# Instruction a
Repeat everything in the message about pK values from "Thanks a lot, Berwin." down to "pK1 = -exp(theta1)?".

# Passage given
----

Thanks a lot, Berwin. Unfortunately, pK1 may well be negative and as I
understand the literature it may be poorly defined as such, and also
seems to be at a boundary, since when lower is set to say rep(-4,3) pK1
is returned as -4 while pK2 and pK3 are undisturbed. Perhaps the point
is that pK1 is not carrying any information at the pH around 5. Fair
enough, I guess. Only, I believe I need stick to including all three pK
values to be in agreement with the molecular information about HEPES -
although even this is contentious. Be as it may, I wonder if not your
method might work if only we KNOW that pK1 is either positive OR
negative, in which case we have pK1 = -exp(theta1)?

----

# Record excerpts
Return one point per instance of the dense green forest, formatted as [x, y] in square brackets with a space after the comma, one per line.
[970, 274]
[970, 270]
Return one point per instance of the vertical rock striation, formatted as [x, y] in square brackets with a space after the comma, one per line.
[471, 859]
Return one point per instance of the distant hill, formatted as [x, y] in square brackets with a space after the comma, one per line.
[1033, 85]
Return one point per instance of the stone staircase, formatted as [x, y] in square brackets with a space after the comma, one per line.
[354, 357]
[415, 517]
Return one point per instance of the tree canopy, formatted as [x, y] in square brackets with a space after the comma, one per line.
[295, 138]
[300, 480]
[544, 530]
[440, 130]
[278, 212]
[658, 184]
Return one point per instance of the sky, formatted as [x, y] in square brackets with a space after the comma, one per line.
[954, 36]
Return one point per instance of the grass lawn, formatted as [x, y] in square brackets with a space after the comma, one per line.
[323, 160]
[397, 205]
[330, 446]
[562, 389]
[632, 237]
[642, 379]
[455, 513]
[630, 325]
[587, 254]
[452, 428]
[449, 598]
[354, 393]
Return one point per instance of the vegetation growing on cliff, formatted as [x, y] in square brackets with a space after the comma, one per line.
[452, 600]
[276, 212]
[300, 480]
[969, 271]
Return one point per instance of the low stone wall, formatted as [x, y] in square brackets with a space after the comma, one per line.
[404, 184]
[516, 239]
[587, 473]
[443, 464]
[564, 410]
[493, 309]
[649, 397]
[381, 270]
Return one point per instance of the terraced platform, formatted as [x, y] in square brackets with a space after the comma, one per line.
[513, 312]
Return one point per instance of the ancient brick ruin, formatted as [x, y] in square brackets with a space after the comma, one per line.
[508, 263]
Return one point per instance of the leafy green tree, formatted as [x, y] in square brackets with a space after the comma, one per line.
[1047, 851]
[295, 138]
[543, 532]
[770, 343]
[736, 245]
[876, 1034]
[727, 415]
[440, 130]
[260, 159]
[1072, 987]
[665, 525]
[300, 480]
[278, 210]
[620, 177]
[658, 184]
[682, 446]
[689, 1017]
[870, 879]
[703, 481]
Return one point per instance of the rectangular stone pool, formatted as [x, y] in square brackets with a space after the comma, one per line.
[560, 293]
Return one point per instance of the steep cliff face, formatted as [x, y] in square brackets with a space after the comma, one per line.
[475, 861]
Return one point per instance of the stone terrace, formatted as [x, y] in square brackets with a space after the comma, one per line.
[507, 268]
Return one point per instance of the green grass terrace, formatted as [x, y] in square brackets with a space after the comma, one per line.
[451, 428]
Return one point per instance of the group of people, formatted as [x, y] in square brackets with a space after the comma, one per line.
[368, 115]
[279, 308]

----

# Instruction b
In the records, swap "group of people" for "crowd" and write out everything from the line containing "Return one point per instance of the group" down to the end of the records, with nothing else changed.

# Task solution a
Thanks a lot, Berwin. Unfortunately, pK1 may well be negative and as I
understand the literature it may be poorly defined as such, and also
seems to be at a boundary, since when lower is set to say rep(-4,3) pK1
is returned as -4 while pK2 and pK3 are undisturbed. Perhaps the point
is that pK1 is not carrying any information at the pH around 5. Fair
enough, I guess. Only, I believe I need stick to including all three pK
values to be in agreement with the molecular information about HEPES -
although even this is contentious. Be as it may, I wonder if not your
method might work if only we KNOW that pK1 is either positive OR
negative, in which case we have pK1 = -exp(theta1)?

# Task solution b
Return one point per instance of the crowd, formatted as [x, y] in square brackets with a space after the comma, one per line.
[368, 115]
[279, 308]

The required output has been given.